(Beginning of EXERCISE TEXT)

The twins were conjoined between their chests and their hips. They only had one liver and one set of intestines. The nine-hour surgery to separate them was difficult because the surgeons had to take special care of the shared blood vessel in the liver.
When Jenni and Dave, the twins’ parents, found out that their twins were conjoined during a prenatal visit on March 1, they decided to have an abortion because the doctor told them that the odds that the twins would survival were low.
"We didn't think they had a chance, that they weren't going to make it at all," she said. "So we decided to abort and it was the hardest decision that a mother has to make."
The abortion clinic referred Jenni to Medical City Hospital because they had concerns about scar tissue that she had from a previous C-section. The doctor at the hospital told them that there might be hope for their boys after all. Dr. Schwenueman places the odds of their survival somewhere between 40 and 50 percent, ABC News reports.

(End of EXERCISE TEXT)

◆ WHAT IS EXPECTED ◆
Write what comes next in the passage about the conjoined twins' separation surgery, picking up after its final sentence.

(Beginning of RECORDS SHOWN)

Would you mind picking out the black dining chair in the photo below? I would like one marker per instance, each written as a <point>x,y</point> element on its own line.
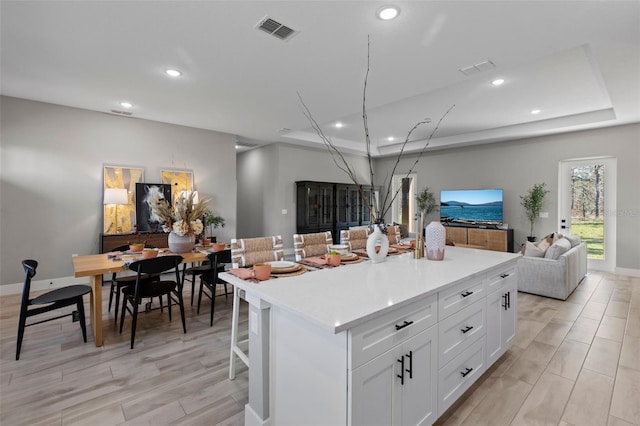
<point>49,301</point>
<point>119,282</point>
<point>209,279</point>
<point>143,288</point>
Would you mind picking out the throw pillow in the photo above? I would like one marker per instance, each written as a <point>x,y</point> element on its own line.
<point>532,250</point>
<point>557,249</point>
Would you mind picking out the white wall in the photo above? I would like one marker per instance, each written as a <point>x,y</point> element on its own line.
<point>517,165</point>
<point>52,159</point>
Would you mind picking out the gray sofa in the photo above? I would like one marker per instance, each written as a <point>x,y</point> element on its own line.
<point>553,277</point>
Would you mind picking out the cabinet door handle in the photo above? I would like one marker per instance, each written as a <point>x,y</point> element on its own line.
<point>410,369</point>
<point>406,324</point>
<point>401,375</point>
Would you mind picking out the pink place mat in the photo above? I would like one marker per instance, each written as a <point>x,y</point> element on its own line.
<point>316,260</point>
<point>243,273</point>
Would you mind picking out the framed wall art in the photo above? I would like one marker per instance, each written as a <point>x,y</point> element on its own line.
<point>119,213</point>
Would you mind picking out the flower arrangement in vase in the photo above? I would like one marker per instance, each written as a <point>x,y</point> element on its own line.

(End of RECORDS SHOWN)

◆ REPLY ◆
Jenni was overjoyed to find out that her boys had a chance to survive. She changed her mind about having an abortion. The twins, Owen and Emmett Ezell, were born July 15.
The day of the surgery was nerve-wracking for both parents. Jenni was not sure if she would see both of her boys alive again or not. She wrote about the experience here.
Family members waited anxiously at the hospital while the surgeons worked to separate the twins. The room erupted in cheers when doctors told them that the surgery went well.
The boys still need more surgeries to replace missing skin and muscle in their abdomens.